• **Task requirements**
From first line to last, give the material again unchanged.

Data to use Block Start

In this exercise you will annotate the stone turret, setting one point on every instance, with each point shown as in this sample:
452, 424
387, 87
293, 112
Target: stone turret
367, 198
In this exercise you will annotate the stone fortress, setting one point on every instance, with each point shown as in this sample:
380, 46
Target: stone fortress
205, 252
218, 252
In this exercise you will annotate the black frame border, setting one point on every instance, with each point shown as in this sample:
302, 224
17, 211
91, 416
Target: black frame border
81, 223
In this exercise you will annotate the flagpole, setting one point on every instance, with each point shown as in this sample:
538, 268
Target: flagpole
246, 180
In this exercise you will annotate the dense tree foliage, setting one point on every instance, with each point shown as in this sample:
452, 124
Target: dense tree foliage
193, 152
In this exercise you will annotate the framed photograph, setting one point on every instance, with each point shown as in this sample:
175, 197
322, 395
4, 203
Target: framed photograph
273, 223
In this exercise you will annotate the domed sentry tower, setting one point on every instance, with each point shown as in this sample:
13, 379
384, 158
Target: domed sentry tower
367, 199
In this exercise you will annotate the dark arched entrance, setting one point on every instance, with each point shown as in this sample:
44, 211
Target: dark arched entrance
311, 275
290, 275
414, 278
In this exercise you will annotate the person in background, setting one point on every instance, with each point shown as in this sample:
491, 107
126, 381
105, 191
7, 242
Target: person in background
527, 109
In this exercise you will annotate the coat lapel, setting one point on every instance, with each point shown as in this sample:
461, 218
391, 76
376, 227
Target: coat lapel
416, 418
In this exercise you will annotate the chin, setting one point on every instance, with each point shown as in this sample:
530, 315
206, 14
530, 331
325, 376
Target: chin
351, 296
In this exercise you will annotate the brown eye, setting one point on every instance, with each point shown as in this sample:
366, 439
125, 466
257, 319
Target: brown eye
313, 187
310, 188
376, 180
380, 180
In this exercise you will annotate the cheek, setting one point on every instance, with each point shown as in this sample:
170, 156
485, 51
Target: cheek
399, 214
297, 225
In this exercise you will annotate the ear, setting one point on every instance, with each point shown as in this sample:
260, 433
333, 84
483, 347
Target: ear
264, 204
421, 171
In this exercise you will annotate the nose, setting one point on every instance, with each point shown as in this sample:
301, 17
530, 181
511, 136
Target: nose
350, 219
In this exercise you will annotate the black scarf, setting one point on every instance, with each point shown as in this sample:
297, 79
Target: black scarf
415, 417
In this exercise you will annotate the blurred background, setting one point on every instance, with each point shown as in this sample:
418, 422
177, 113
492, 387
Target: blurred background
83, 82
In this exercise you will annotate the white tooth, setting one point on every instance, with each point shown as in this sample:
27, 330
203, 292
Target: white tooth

Data to use Block End

• **Solution for this task**
In this exercise you will annotate the stone turret, setting one point on every instance, with each point shown as in this sample:
452, 424
387, 87
293, 112
Target: stone turret
367, 198
In this exercise you will annotate the stone fortress, setting one point on every instance, with each point shown as in this sample:
380, 46
Target: stone fortress
205, 252
218, 252
In this exercise you will annotate the black frame border, setting one point on every instance, with each point shown as in this sample:
302, 224
17, 211
91, 416
Target: black frame border
81, 223
In this exercise you will annotate the flagpole, setting one point on every instance, with each point shown as in this sample:
538, 268
Target: flagpole
246, 180
In this exercise you will annotate the dense tree foliage, setting one point on every instance, with each point shown as in this sample:
452, 124
Target: dense tree foliage
193, 152
In this exercise you will annotate the framed photograph, setting one point on every instance, with each point shown as in this sample:
175, 197
322, 395
4, 203
Target: framed photograph
273, 223
In this exercise you will annotate the domed sentry tower, setting one point on every instance, with each point shown as in this sample:
13, 379
384, 158
Target: domed sentry tower
367, 199
In this exercise you will annotate the dark arched entrance, setting one point on every instance, with each point shown as in this sample:
44, 211
Target: dark arched entrance
311, 275
290, 275
414, 278
In this exercise you will annotate the person in background, setting one point on every instance, with each point shown as in this sample:
491, 107
126, 381
105, 191
7, 242
Target: person in background
527, 109
In this exercise you will annotate the coat lapel, setting one point on every instance, with each point shown as in this sample:
461, 218
391, 76
376, 227
Target: coat lapel
416, 418
In this exercise you will annotate the chin, setting one point on every instance, with each point shown as in this sample:
530, 315
206, 14
530, 331
325, 376
Target: chin
351, 296
In this exercise you will annotate the brown eye, setting one point on every instance, with each point shown as in this sample:
366, 439
125, 466
257, 319
Target: brown eye
313, 187
310, 188
376, 180
380, 180
In this exercise you will annotate the cheek, setting one point on every instance, with each point shown as in this sample:
170, 156
485, 51
Target: cheek
399, 214
297, 225
In this exercise you will annotate the ear, setting one point on every instance, with each point shown as in this sample:
260, 433
333, 84
483, 347
Target: ear
264, 204
421, 171
In this exercise you will annotate the nose, setting one point on every instance, with each point shown as in this sample:
301, 17
530, 181
511, 136
Target: nose
350, 219
In this exercise you will annotate the black scarf, setting one point on every instance, with each point shown as in this sample:
297, 79
Target: black scarf
415, 417
In this exercise you will annotate the blurred background, setting one point on every instance, with each point shown as in this sample:
418, 422
177, 113
492, 387
Target: blurred background
83, 82
In this exercise you will annotate the white tooth, setting one point on every instance, with each point shown as in this sample:
27, 330
203, 292
Target: white tooth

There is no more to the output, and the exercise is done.